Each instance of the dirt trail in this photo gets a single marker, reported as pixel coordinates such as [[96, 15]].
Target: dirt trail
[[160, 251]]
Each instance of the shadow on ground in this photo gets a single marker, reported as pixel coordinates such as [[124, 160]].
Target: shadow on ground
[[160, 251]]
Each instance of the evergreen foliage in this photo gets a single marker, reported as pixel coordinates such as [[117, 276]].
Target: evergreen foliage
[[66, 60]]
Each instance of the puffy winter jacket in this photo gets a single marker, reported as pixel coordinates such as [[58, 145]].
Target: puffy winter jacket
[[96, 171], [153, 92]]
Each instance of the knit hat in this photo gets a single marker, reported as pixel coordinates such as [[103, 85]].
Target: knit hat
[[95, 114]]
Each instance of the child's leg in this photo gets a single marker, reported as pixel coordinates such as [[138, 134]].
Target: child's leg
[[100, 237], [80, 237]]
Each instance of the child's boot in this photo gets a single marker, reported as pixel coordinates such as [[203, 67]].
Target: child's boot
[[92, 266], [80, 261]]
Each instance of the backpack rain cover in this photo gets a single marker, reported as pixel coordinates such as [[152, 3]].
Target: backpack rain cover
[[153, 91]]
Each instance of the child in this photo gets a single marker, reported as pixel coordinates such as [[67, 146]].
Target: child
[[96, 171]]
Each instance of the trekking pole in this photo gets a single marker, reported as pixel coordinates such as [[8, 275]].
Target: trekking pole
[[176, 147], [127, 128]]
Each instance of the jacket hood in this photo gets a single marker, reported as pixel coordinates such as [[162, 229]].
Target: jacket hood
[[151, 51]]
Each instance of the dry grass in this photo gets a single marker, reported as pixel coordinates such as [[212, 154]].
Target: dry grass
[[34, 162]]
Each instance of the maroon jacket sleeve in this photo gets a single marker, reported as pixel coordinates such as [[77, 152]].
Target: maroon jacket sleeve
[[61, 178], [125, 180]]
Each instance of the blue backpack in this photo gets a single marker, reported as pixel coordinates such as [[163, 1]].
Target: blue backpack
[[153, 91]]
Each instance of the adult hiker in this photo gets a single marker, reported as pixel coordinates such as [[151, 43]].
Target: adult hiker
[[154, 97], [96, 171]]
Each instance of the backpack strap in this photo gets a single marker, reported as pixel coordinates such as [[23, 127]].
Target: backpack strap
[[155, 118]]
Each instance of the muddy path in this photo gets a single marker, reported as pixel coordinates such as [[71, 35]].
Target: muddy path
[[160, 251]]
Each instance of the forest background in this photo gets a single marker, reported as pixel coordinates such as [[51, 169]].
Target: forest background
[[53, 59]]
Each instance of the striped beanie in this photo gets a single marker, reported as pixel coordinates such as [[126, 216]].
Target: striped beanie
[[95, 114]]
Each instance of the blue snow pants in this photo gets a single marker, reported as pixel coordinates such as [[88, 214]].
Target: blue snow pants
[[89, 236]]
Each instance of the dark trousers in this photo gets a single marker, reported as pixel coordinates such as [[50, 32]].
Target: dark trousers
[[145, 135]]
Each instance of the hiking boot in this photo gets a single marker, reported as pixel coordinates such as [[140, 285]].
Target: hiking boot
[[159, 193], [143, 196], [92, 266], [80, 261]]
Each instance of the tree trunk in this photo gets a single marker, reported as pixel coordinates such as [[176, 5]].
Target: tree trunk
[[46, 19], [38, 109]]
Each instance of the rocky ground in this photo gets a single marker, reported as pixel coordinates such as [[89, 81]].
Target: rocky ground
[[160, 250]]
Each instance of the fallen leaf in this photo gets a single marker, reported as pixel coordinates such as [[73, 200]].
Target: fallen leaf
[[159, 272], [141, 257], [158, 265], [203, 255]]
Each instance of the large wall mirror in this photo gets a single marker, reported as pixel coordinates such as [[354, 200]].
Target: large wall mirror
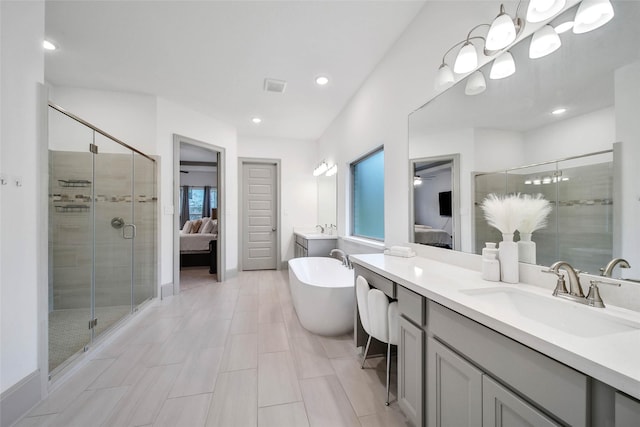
[[507, 139]]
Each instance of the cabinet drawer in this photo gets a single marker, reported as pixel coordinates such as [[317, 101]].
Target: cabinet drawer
[[411, 305], [377, 281], [543, 381]]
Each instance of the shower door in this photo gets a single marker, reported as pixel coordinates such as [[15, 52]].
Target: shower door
[[114, 233]]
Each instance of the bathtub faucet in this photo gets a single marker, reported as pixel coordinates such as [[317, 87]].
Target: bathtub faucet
[[342, 256]]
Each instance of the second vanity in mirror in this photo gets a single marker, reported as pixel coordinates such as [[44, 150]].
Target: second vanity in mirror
[[508, 140]]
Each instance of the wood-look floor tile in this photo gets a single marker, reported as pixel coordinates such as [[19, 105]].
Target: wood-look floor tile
[[198, 375], [277, 380], [62, 397], [241, 352], [91, 408], [310, 358], [184, 411], [244, 322], [272, 337], [288, 415], [143, 401], [326, 403], [235, 400]]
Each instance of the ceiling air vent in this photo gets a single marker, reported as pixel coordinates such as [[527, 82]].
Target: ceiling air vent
[[273, 85]]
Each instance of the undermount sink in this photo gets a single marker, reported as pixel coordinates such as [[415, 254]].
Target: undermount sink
[[565, 316]]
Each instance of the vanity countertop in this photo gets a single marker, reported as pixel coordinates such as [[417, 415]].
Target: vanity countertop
[[612, 358], [315, 235]]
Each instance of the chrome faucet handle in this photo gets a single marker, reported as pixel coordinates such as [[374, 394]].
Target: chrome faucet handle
[[593, 296], [561, 287]]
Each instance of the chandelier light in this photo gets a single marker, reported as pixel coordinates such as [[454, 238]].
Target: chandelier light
[[503, 66], [543, 42], [592, 14], [541, 10]]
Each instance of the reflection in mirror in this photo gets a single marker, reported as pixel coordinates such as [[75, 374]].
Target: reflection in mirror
[[327, 201], [594, 78]]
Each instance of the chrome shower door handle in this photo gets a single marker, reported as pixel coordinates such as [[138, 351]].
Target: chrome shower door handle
[[129, 231]]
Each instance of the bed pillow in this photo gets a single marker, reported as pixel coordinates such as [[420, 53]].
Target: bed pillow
[[195, 226], [207, 226]]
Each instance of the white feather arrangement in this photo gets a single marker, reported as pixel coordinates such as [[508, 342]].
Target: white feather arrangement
[[503, 212], [535, 210]]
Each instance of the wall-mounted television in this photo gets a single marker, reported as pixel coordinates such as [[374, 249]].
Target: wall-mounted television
[[444, 198]]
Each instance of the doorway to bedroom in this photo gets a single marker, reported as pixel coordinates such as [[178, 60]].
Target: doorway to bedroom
[[197, 212]]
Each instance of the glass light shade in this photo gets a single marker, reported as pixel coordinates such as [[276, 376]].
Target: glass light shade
[[544, 42], [501, 33], [444, 78], [541, 10], [467, 59], [476, 84], [592, 14], [503, 66]]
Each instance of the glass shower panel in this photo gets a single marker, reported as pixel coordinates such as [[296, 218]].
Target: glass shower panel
[[144, 218], [70, 238], [114, 232], [535, 180], [585, 211]]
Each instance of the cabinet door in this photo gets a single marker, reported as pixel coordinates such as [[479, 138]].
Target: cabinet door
[[454, 388], [501, 408], [411, 371]]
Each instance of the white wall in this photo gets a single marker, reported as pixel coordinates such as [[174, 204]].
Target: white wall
[[22, 69], [298, 158]]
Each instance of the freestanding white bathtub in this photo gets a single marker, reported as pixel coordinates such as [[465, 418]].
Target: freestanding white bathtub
[[323, 294]]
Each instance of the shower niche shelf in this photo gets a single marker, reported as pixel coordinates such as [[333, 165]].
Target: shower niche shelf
[[74, 183]]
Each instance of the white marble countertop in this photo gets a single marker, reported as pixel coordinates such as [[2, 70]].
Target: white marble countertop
[[315, 235], [613, 359]]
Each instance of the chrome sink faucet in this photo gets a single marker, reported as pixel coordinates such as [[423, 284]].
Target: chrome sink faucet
[[575, 293], [608, 270]]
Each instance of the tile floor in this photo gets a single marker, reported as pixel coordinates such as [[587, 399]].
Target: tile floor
[[222, 354]]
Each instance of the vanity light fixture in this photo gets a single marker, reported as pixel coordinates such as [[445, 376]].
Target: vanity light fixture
[[564, 27], [543, 42], [322, 80], [541, 10], [47, 45], [502, 31], [592, 14], [320, 169], [476, 84], [503, 66]]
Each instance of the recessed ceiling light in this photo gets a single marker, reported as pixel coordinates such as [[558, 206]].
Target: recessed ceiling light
[[564, 27], [322, 80], [48, 45]]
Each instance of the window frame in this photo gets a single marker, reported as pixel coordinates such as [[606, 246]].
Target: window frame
[[352, 185]]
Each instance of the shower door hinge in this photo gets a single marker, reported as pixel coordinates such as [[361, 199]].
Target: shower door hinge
[[93, 323]]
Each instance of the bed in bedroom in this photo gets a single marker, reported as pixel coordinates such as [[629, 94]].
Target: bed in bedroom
[[426, 235], [198, 244]]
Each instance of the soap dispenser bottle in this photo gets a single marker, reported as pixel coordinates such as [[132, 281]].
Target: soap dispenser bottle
[[490, 263]]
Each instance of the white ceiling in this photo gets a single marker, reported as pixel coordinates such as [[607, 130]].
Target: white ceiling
[[214, 55]]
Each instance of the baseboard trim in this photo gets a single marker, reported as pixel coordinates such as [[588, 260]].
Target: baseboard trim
[[17, 400], [166, 290]]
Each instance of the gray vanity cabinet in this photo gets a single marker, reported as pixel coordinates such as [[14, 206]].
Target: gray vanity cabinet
[[454, 388], [411, 371], [502, 408]]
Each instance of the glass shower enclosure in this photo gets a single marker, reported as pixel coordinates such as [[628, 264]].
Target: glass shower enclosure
[[102, 233]]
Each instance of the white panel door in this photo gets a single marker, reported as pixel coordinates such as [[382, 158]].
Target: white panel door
[[259, 216]]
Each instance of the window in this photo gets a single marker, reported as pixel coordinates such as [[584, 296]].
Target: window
[[367, 192]]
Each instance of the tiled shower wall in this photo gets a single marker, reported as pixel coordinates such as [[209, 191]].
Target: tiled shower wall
[[72, 229]]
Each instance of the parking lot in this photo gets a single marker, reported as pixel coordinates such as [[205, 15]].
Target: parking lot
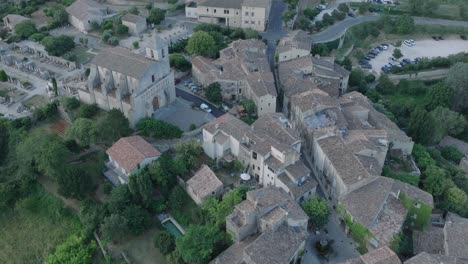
[[423, 48]]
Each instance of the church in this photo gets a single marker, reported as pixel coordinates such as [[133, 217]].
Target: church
[[138, 85]]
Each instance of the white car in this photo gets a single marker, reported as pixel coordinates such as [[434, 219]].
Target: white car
[[205, 108]]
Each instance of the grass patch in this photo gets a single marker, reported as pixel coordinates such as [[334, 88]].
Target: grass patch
[[34, 228], [35, 101], [188, 214]]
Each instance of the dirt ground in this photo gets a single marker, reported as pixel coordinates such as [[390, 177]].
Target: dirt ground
[[424, 48]]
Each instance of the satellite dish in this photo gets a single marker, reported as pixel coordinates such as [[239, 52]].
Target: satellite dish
[[245, 176]]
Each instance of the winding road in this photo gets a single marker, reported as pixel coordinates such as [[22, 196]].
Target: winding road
[[338, 29]]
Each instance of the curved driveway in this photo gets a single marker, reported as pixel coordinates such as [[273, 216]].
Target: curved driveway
[[338, 29]]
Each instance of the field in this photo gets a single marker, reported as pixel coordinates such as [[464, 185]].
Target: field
[[36, 101], [34, 228]]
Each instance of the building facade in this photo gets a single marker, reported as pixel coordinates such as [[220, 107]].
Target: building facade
[[252, 14], [135, 84]]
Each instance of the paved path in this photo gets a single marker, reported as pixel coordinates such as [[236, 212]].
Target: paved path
[[198, 101], [339, 28]]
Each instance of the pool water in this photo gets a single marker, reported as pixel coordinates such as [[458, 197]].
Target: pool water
[[172, 228]]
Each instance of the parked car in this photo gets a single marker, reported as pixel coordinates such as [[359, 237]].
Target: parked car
[[205, 108]]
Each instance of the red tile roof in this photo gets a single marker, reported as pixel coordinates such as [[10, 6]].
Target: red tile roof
[[128, 152]]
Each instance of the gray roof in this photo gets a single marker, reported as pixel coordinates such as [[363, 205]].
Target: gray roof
[[123, 61], [276, 247], [426, 258], [133, 18], [81, 8]]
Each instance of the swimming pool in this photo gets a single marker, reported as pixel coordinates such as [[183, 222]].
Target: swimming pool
[[172, 228]]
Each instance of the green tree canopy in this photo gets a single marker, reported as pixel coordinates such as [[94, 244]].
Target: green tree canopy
[[156, 16], [75, 250], [199, 243], [25, 29], [58, 45], [113, 126], [318, 211], [201, 43], [165, 242], [84, 130], [457, 80]]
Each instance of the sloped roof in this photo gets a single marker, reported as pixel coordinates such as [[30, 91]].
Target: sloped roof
[[123, 61], [128, 152]]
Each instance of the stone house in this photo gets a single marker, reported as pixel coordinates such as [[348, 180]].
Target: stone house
[[203, 184], [82, 13], [269, 149], [135, 84], [136, 24], [10, 21], [268, 227], [243, 72], [306, 73], [252, 14], [127, 156], [295, 45]]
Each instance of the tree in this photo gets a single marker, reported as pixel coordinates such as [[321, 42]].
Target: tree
[[3, 76], [179, 62], [75, 183], [213, 93], [198, 243], [397, 54], [435, 182], [456, 199], [138, 219], [141, 186], [448, 122], [421, 126], [25, 29], [176, 198], [156, 16], [405, 25], [201, 43], [75, 250], [113, 126], [121, 29], [189, 152], [318, 211], [84, 130], [457, 80], [133, 10], [165, 242], [57, 46], [439, 95], [114, 227]]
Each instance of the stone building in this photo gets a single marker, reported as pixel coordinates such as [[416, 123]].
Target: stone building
[[295, 45], [136, 24], [269, 149], [135, 84], [305, 73], [268, 227], [243, 71], [251, 14]]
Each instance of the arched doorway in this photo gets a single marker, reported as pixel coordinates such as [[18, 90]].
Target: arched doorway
[[155, 103]]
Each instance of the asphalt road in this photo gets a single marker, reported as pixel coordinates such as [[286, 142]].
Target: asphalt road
[[198, 101], [338, 29]]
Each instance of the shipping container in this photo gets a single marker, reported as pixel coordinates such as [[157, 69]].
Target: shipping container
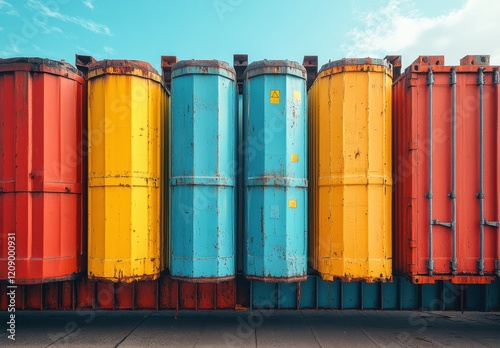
[[275, 171], [202, 179], [446, 167], [128, 106], [42, 170], [350, 170]]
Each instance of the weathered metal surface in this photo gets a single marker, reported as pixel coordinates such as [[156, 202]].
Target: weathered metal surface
[[122, 67], [240, 63], [459, 264], [240, 294], [166, 68], [275, 171], [396, 65], [128, 112], [310, 63], [350, 170], [203, 206], [82, 63], [42, 170]]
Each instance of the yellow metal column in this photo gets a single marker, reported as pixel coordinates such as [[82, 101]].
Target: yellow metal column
[[350, 148], [127, 112]]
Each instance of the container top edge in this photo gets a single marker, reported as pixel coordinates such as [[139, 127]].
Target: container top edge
[[123, 66], [35, 64], [204, 67], [355, 61], [282, 67]]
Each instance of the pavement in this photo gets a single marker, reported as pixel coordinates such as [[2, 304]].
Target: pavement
[[348, 328]]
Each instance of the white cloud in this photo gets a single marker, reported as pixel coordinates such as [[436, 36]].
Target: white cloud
[[83, 50], [85, 23], [8, 8], [10, 51], [396, 29], [89, 3]]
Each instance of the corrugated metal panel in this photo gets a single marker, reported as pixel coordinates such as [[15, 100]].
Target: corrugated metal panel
[[275, 171], [350, 170], [203, 210], [240, 294], [127, 112], [442, 232], [42, 109]]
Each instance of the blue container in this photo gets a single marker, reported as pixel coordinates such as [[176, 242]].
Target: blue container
[[203, 162], [275, 171]]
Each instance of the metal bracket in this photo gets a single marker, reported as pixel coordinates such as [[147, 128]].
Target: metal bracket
[[311, 65], [395, 60], [166, 68], [82, 63], [454, 266], [453, 76], [240, 63], [491, 223], [445, 224], [496, 76], [430, 266], [430, 77], [481, 79], [480, 267]]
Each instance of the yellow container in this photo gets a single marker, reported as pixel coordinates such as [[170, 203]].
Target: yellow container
[[128, 110], [350, 170]]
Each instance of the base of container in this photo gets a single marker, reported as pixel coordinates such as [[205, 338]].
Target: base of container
[[277, 279], [210, 280], [345, 279], [34, 281], [454, 279], [143, 278]]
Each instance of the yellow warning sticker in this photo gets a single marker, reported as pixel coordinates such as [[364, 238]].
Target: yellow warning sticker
[[297, 96], [275, 96]]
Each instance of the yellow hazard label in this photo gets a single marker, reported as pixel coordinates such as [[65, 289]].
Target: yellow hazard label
[[297, 96], [275, 96]]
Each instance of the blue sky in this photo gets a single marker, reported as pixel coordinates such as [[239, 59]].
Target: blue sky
[[216, 29]]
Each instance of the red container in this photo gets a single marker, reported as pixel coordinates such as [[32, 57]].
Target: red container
[[42, 122], [441, 192]]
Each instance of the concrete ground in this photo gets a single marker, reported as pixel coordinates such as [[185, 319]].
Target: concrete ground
[[257, 329]]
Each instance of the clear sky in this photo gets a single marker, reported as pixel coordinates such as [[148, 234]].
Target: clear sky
[[217, 29]]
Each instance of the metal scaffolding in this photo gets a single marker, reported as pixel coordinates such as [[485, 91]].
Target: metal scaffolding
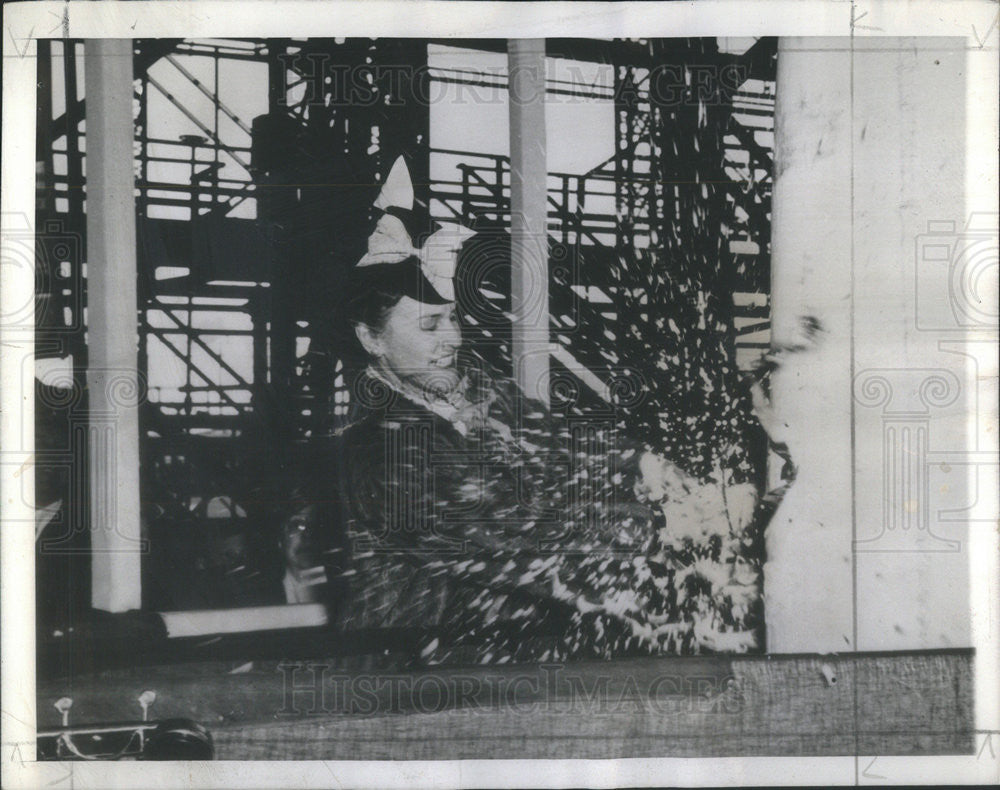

━━━━━━━━━━━━━━━━━━━━

Required work ->
Tally the lines of the material that hold the word "scaffolding", and state only that tally.

Completed task ->
2